Put the records below into a two-column CSV with the headers input and output, one row per record, holding the record's text under input and its answer under output. Place each value in a single quoted field, replace line breaks with spaces, and leave out the pictures.

## GIVEN ENTRIES
--- Start ---

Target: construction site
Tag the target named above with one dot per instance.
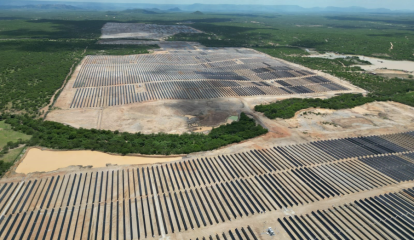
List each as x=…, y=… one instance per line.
x=140, y=92
x=323, y=174
x=353, y=188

--- End ---

## FINISHED ANSWER
input,output
"Target: construction site Tag the target named above with one dot per instance. List each as x=…, y=… one instance per line.","x=140, y=92 x=323, y=174 x=353, y=188"